REQUEST:
Only the lines from the one containing "The component shall return one point per instance of the arched" through the end of the data below should be copied, each exactly as written and with both ends kept.

(Stored entries)

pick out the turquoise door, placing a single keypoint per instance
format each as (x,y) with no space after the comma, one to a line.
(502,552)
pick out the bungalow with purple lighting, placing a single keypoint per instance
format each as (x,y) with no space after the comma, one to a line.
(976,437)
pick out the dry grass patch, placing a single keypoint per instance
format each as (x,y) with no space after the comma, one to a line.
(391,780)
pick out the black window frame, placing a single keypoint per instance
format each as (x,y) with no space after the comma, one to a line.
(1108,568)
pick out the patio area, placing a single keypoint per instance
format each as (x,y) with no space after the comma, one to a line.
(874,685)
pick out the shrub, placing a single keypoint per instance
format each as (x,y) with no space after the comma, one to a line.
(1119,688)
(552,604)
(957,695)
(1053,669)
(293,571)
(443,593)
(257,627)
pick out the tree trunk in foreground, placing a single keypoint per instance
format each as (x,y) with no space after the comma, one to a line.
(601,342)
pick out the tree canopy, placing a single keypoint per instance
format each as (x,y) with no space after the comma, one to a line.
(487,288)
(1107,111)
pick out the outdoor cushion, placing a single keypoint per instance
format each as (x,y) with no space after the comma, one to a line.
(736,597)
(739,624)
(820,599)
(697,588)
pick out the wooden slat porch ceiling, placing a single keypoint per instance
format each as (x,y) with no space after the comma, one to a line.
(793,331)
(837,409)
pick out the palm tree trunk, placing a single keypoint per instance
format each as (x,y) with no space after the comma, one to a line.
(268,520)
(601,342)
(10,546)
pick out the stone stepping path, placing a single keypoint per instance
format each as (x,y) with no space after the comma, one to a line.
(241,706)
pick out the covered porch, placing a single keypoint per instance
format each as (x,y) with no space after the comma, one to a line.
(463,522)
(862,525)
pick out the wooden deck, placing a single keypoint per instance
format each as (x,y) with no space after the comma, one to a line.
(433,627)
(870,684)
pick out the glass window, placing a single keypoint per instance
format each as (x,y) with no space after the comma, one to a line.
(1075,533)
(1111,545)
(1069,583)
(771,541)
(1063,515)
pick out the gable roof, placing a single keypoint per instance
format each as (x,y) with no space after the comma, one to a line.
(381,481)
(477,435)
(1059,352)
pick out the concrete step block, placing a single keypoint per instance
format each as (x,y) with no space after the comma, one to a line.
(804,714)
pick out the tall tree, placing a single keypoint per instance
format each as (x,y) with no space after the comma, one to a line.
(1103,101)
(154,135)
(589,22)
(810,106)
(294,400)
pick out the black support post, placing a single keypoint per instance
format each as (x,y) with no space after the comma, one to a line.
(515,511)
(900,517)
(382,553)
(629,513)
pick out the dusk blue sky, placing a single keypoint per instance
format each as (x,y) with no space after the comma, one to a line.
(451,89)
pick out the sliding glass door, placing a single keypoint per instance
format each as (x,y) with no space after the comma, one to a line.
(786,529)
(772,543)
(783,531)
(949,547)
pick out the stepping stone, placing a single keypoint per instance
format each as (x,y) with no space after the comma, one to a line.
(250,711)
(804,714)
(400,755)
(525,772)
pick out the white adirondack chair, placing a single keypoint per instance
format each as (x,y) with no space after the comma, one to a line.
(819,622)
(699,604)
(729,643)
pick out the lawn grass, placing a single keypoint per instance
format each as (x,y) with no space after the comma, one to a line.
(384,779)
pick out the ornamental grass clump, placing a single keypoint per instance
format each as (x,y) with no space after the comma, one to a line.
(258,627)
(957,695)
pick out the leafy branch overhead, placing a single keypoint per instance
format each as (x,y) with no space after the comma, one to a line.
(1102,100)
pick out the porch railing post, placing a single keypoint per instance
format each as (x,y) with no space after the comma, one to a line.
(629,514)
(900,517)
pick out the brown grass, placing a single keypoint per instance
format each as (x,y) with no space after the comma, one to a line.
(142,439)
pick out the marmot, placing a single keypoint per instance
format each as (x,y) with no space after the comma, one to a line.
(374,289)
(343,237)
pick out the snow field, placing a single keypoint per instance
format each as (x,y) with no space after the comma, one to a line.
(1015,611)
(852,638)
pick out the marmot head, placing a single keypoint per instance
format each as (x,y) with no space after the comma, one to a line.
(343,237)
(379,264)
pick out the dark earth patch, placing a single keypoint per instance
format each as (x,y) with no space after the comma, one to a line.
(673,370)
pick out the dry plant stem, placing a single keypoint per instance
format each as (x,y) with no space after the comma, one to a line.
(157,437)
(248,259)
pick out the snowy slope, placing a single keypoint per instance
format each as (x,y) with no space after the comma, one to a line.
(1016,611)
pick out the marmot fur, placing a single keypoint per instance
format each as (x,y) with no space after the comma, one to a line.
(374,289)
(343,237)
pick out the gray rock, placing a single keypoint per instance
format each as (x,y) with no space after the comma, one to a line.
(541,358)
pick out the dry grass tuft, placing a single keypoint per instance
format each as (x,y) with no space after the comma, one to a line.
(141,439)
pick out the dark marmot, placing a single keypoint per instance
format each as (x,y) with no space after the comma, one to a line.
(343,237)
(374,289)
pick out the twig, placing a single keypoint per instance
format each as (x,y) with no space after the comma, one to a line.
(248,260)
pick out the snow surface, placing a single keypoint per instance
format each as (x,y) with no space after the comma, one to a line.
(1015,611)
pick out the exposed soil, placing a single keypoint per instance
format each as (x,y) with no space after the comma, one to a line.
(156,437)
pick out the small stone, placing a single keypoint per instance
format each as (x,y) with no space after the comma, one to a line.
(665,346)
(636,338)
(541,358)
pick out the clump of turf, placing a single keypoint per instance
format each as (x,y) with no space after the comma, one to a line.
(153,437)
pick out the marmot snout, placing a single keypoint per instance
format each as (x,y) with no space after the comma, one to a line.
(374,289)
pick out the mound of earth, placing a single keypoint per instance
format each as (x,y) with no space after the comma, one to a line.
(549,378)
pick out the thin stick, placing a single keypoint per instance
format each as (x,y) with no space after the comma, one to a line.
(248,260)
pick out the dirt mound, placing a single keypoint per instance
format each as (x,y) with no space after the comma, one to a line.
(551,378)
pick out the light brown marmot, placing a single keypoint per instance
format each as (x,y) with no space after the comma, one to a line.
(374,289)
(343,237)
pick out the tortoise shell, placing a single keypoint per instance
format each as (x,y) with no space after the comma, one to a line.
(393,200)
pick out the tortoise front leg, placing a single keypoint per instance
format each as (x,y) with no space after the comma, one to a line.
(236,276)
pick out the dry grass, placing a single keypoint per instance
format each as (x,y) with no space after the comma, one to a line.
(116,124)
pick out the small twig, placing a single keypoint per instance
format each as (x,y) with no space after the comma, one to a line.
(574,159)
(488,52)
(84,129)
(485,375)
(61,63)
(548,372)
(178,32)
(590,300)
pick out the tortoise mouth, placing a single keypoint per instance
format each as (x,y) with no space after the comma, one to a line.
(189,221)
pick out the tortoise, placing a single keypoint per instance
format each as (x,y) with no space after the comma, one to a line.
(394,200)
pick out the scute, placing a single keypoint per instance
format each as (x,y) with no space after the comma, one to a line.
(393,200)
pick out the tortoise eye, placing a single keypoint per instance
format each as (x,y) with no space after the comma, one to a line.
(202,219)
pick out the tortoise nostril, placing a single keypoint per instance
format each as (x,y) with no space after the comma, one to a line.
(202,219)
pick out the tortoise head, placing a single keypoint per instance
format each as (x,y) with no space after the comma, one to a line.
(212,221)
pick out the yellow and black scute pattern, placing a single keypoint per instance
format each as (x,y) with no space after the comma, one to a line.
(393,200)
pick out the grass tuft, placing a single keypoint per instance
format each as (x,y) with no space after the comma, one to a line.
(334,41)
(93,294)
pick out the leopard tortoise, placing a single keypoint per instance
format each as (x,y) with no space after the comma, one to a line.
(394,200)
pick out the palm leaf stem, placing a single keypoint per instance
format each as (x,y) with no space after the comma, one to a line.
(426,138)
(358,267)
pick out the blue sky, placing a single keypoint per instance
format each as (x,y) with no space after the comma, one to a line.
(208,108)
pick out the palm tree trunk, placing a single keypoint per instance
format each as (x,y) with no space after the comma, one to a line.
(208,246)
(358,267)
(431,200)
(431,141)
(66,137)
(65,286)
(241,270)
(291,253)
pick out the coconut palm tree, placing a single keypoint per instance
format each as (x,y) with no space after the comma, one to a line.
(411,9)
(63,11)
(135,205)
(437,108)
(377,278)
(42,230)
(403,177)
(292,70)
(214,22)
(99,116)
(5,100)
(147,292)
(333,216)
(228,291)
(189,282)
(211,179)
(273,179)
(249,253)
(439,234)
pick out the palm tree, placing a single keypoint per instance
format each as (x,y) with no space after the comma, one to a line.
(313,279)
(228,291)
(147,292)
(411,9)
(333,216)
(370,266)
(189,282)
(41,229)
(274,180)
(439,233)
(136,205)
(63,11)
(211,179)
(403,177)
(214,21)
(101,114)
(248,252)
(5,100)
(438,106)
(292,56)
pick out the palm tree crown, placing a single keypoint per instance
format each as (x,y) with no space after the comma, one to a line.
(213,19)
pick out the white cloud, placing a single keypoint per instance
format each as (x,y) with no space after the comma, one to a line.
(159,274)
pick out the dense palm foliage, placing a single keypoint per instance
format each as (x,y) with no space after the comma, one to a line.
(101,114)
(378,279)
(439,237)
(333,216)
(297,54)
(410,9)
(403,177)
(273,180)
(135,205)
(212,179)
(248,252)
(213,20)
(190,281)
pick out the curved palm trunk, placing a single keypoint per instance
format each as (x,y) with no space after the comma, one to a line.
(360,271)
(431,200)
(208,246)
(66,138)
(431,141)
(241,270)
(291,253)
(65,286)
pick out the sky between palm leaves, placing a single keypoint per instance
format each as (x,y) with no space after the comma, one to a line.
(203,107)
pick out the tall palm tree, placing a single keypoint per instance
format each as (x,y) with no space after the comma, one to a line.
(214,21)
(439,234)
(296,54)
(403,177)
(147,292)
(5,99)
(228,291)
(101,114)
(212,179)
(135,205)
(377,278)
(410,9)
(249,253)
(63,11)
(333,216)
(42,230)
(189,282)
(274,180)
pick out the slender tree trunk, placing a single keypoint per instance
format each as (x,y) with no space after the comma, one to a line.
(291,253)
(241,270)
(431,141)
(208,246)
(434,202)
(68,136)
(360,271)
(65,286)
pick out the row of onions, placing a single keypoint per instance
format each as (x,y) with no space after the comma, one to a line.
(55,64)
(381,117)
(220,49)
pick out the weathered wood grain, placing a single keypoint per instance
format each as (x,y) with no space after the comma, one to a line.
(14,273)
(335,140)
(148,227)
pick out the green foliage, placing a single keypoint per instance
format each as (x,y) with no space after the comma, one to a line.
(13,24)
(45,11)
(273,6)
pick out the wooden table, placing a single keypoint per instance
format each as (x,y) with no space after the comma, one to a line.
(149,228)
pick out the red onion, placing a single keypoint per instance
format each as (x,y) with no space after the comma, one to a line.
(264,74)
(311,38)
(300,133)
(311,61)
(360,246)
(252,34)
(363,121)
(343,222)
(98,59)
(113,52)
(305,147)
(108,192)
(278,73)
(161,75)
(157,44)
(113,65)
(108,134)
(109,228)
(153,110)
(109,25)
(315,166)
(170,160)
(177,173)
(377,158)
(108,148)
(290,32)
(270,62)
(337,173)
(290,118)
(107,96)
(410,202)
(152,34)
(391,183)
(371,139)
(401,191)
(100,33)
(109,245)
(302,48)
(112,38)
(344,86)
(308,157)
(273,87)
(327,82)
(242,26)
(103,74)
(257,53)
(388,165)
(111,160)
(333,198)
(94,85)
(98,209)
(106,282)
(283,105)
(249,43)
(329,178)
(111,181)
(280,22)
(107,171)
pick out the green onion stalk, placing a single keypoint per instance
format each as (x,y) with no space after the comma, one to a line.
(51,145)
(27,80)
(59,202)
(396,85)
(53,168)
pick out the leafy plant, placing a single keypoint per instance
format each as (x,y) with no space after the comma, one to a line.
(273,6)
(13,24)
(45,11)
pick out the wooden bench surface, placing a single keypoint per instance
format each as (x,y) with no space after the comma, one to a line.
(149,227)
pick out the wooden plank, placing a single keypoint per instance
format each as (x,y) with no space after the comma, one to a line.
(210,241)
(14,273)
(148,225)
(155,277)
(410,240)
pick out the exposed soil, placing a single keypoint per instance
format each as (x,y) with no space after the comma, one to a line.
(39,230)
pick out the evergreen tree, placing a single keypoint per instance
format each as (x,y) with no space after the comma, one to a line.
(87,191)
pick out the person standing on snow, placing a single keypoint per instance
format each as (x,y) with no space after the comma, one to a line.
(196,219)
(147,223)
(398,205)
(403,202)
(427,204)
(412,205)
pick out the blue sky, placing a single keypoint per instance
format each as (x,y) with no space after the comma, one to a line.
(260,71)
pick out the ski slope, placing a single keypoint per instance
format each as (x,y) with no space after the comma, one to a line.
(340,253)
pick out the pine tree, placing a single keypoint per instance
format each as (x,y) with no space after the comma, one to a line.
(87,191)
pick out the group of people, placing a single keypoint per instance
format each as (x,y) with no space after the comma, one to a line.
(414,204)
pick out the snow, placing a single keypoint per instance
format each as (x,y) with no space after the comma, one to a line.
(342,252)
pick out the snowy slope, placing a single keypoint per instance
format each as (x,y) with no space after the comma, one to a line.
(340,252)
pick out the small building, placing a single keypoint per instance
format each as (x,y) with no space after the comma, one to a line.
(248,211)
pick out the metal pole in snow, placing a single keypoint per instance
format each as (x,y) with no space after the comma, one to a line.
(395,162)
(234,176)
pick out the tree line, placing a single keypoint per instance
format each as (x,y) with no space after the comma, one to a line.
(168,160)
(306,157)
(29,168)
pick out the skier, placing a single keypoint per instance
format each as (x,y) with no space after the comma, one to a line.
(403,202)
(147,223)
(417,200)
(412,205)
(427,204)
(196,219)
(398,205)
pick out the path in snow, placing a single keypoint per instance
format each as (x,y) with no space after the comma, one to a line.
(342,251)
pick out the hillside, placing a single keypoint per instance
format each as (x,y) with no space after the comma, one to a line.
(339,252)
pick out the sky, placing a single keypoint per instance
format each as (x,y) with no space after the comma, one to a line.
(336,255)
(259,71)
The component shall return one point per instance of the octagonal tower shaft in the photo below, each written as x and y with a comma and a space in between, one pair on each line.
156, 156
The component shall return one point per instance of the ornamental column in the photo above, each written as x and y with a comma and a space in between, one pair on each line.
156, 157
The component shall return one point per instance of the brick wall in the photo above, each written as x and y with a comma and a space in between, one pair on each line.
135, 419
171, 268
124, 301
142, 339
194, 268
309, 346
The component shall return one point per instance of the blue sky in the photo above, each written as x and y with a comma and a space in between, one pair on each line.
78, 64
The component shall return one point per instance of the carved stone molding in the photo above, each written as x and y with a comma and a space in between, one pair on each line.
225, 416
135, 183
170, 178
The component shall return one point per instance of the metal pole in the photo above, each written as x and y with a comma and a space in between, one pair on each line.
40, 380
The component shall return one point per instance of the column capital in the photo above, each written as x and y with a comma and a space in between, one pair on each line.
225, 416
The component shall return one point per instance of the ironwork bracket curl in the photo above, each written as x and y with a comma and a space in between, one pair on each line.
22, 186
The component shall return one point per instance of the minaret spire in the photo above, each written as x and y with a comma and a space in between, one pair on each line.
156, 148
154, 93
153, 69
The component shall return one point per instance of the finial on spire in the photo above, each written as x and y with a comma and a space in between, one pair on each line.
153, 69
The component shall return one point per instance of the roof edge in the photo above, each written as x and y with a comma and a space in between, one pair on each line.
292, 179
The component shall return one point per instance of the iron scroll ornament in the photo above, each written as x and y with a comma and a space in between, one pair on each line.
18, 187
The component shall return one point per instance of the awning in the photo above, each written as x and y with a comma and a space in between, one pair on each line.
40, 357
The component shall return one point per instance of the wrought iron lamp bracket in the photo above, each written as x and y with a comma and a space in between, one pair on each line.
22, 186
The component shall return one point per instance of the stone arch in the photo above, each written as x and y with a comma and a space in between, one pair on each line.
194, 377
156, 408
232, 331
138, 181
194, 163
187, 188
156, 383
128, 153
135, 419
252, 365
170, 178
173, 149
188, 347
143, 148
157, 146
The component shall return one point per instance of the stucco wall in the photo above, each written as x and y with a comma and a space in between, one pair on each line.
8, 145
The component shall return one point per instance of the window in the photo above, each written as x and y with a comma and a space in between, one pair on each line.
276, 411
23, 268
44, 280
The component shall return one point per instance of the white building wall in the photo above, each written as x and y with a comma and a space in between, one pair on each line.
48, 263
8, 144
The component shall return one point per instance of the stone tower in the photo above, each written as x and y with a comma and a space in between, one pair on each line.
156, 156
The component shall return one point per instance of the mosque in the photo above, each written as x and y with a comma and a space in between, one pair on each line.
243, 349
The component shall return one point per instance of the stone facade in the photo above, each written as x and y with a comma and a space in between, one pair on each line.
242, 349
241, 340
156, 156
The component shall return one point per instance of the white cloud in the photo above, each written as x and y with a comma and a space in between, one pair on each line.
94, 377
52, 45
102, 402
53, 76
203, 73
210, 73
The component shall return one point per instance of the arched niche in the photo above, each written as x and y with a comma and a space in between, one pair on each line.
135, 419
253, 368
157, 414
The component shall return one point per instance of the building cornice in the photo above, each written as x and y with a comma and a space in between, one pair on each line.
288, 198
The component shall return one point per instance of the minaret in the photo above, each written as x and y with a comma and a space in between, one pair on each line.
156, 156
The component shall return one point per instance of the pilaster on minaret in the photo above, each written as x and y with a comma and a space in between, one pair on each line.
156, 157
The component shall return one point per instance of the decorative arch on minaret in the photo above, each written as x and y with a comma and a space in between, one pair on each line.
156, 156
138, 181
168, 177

WRITTEN ANSWER:
The component shall return one point per instance of the arched niche in the photo above, each written as x and y with a comma and a space in between, one pair on each line.
135, 419
253, 368
157, 414
The component shall return one point per instance of the building cornice in the photo above, each written as x and y with a comma and a space in between, one pair on each line.
288, 198
The component shall return one point per instance of the minaret in the photo above, each written as x and y with a comma and a space in between, one pair on each line.
156, 156
The component shall return one point per instance of the pilaster on minaret in the photo above, each written as x and y with a comma and a space in between, one pair on each line.
156, 157
The component shall return one point per instance of the decorative arch on minaret in the photo above, each written as x and y with a comma and a space in between, one pair on each line.
156, 156
138, 181
168, 177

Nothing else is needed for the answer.